*WHAT NEEDS TO BE DONE*. Can you reproduce the listing below word for word, leaving out the pictures?

(Listing from a data source)
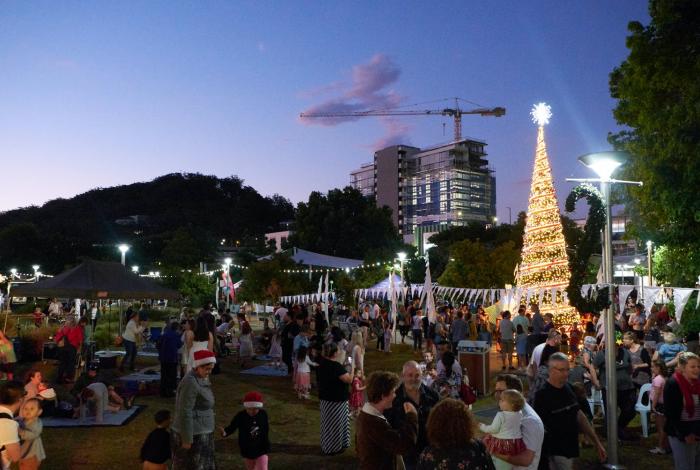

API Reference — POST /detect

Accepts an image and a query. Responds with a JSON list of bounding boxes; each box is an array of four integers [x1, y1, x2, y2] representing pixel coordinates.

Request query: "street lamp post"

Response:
[[117, 243, 129, 266], [566, 151, 643, 468], [396, 251, 406, 289], [647, 240, 654, 287], [224, 258, 233, 310]]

*IN RESPONSE*.
API Reference — POST /detect

Accepts an image and a query. Responds with a JSON list of bounding boxes; each box is an array of four integers [x1, y1, x2, y2] representing pixel coordinates.

Request query: "street lamp post"

Response:
[[117, 243, 129, 266], [566, 151, 643, 468], [396, 251, 406, 289], [647, 240, 654, 287], [224, 258, 233, 310]]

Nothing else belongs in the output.